Region pointing data:

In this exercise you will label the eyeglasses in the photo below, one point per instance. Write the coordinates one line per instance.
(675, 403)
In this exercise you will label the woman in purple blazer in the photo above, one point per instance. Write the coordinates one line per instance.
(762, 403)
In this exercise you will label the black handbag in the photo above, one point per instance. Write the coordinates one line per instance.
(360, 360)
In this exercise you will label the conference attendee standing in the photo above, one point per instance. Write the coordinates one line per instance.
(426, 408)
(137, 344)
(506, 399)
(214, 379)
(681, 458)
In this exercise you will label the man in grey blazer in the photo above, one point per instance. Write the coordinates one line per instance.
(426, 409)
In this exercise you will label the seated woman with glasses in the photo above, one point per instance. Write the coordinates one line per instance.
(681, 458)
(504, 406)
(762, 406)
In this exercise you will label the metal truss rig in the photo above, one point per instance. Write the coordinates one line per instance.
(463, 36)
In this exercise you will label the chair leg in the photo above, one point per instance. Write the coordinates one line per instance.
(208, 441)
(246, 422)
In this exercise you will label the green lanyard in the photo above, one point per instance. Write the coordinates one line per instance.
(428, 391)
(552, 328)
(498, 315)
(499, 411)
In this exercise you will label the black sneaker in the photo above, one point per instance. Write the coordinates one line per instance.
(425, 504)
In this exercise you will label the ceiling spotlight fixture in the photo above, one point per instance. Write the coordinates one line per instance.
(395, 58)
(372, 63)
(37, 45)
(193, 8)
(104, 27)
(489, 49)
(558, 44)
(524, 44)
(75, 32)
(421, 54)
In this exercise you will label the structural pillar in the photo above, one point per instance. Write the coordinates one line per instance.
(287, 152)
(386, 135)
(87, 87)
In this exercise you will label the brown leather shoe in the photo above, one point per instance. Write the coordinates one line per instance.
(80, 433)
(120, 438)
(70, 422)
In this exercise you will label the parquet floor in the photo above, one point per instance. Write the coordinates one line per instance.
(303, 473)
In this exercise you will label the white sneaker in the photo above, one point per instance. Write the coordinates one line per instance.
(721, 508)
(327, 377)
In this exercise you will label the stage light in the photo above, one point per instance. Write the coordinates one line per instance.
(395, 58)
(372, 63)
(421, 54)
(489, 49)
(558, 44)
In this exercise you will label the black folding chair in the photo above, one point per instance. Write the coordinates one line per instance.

# AIM OF THE EXERCISE
Set the records above down again, exactly as they read.

# RESPONSE AREA
In this exercise you will label the eyeglasses in the photo below, one point per instance. Write the coordinates one line per instance.
(675, 403)
In this exercise you will label the woman in purple blazer in the photo above, one point per instance. Write the coordinates one line per instance.
(762, 403)
In this exercise you will label the black handbag in the photo above, one point per instance. Write the coordinates one line per instance.
(360, 360)
In this exercise you will label the conference attendee standing in the photo above, one point per instance. Write the coordinates one line per instance.
(426, 408)
(137, 344)
(506, 399)
(214, 379)
(681, 458)
In this exercise you will label the man in grey blazer in the photo above, one point per instance. Write the coordinates one line per instance.
(426, 409)
In this exercise you will label the seated woman with glasses in the photo above, one point per instance. Write the coordinates one line per instance.
(681, 458)
(504, 406)
(762, 406)
In this exercise you will label the metal truss rig in the photo above, one point per instance. Write the coordinates one line per instance.
(463, 36)
In this exercise you will label the chair leg in the photo above, one point per instance. Write the coordinates one line per instance.
(208, 441)
(246, 422)
In this exercise you will label the green lanyard in the photo above, one point per instance. Write the coordinates one line per instance.
(428, 391)
(552, 328)
(498, 315)
(499, 411)
In this exercise you will label the black sneaker in the photo above, one point per instance. Write the coordinates one line per instance.
(425, 504)
In this exercise you will label the ceiling spotlight fixture in the photo above, one point per instance. Write the coordinates one line per instance.
(395, 58)
(372, 63)
(37, 45)
(193, 8)
(104, 27)
(489, 49)
(558, 44)
(524, 44)
(75, 32)
(421, 54)
In this exercise you will label the structural pillar in the photo above, one point per instance. Write the coordinates one line per instance.
(287, 152)
(386, 135)
(87, 87)
In this exercise you will label the brown leather shoe in the photo above, one point per instance. Write the coordinates one line per instance.
(80, 433)
(120, 438)
(70, 422)
In this exercise you will label the parquet floor in the photo above, one point per instance. Write the coordinates one line per instance.
(303, 473)
In this exercise you will label the white sneaker in the photo above, one point per instance. Write the coordinates one line per instance.
(721, 508)
(327, 377)
In this exercise you will label the stage light in the photo above, one point per instance. Write the coordinates one line per instance.
(395, 58)
(372, 63)
(421, 54)
(489, 49)
(558, 44)
In this exercise you will label the black folding chair in the photo above, one point per instance. Write the coordinates one line per instance.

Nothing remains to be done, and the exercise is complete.